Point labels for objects
-- begin --

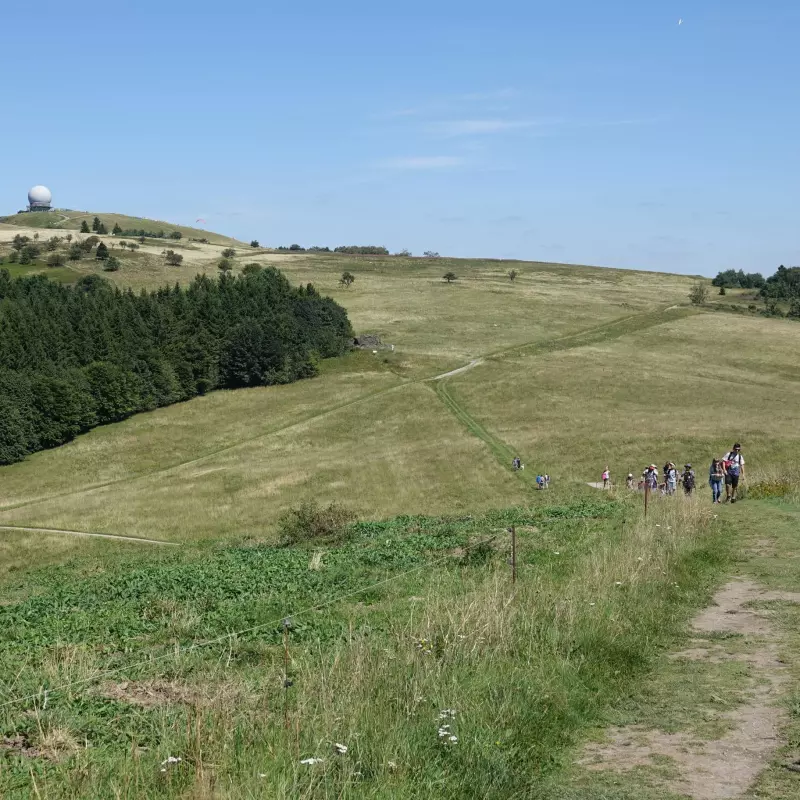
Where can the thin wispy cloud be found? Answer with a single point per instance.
(481, 127)
(423, 162)
(449, 104)
(498, 94)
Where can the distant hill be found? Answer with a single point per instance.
(71, 220)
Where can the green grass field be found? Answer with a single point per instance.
(68, 220)
(571, 368)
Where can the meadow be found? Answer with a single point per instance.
(571, 368)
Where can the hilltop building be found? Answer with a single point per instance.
(39, 199)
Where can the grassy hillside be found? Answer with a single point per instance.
(571, 368)
(71, 221)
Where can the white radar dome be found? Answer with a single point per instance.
(40, 196)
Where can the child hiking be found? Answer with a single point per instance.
(671, 478)
(688, 479)
(734, 470)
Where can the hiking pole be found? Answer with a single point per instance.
(513, 531)
(287, 623)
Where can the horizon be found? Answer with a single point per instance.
(577, 135)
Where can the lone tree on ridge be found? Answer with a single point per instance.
(699, 294)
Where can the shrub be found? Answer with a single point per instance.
(172, 258)
(311, 521)
(699, 294)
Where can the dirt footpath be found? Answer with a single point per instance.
(725, 767)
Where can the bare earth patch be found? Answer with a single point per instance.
(150, 694)
(725, 767)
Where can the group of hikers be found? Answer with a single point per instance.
(726, 471)
(542, 481)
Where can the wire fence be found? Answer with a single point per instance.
(179, 650)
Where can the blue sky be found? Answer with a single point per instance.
(578, 130)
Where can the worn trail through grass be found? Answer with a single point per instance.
(502, 451)
(119, 537)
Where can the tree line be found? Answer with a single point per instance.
(73, 357)
(783, 286)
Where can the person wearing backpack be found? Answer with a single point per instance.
(688, 479)
(671, 478)
(734, 470)
(716, 475)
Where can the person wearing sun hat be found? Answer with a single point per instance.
(688, 479)
(734, 470)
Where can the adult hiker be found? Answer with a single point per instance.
(688, 479)
(716, 475)
(734, 470)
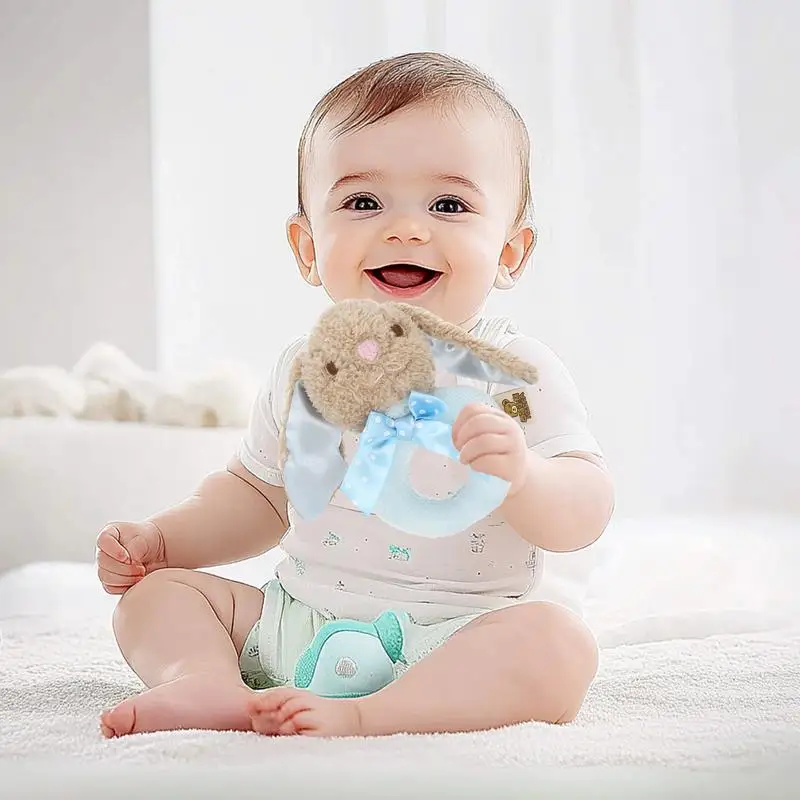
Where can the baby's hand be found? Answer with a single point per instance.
(126, 552)
(490, 441)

-- end --

§ **THE PROBLEM**
Reproduce the material above verbatim, line for line, and omit the pictures.

§ **ANSWER TO THE EXERCISE**
Where can the thin wispy cloud be found? Answer with a single point per instance.
(481, 127)
(423, 162)
(449, 104)
(498, 94)
Where can the distant hill be found? Answer with a single point per instance.
(71, 220)
Where can the green grass field be found? Answer with a single point per instance.
(68, 220)
(571, 368)
Where can the meadow be found? Answer with a single point per instance.
(571, 368)
Where can the hilltop building be found? Answer with a single point per instance.
(39, 199)
Where can the grassy hillside be found? Answer with a single point per instance.
(571, 368)
(71, 221)
Where can the white radar dome be found? Answer with a single point per instance.
(40, 196)
Where can the child hiking be found? Answer with a single point per instance.
(671, 478)
(688, 479)
(734, 470)
Where can the hiking pole be found? Answer with a single point per instance.
(513, 531)
(287, 623)
Where can the horizon be found? Answer with a single point per instance.
(577, 135)
Where can the lone tree on ridge be found? Answer with a single point per instance.
(699, 294)
Where can the shrub be found? Answer with a single point per instance.
(172, 258)
(311, 521)
(699, 294)
Where can the dirt footpath be found? Answer with a single point per instance.
(725, 767)
Where can the bare earth patch be found? Answer with a single point per instance.
(150, 694)
(725, 767)
Where can the group of hikers be found? Answer with a single point per instance.
(726, 471)
(542, 481)
Where can the wire fence be found? Answer with a single point per instance.
(179, 650)
Where can the blue sky be found? Answer with a single point per instance.
(578, 130)
Where can the worn trail through grass be found? Answer with a single point per instance.
(502, 451)
(119, 537)
Where can the tree line be found? Answer with a single point per instance.
(73, 357)
(783, 286)
Where can the person wearing backpack be found? Answer with a single point per instance.
(688, 479)
(671, 478)
(734, 470)
(716, 475)
Where can the person wearing sun hat be found? Answer with a single point per instance.
(688, 479)
(734, 470)
Where can the adult hiker be found? Answer with a single point per instance.
(688, 479)
(716, 475)
(734, 470)
Where can the baby's hand be found? Answer with a single point per instance.
(126, 552)
(490, 441)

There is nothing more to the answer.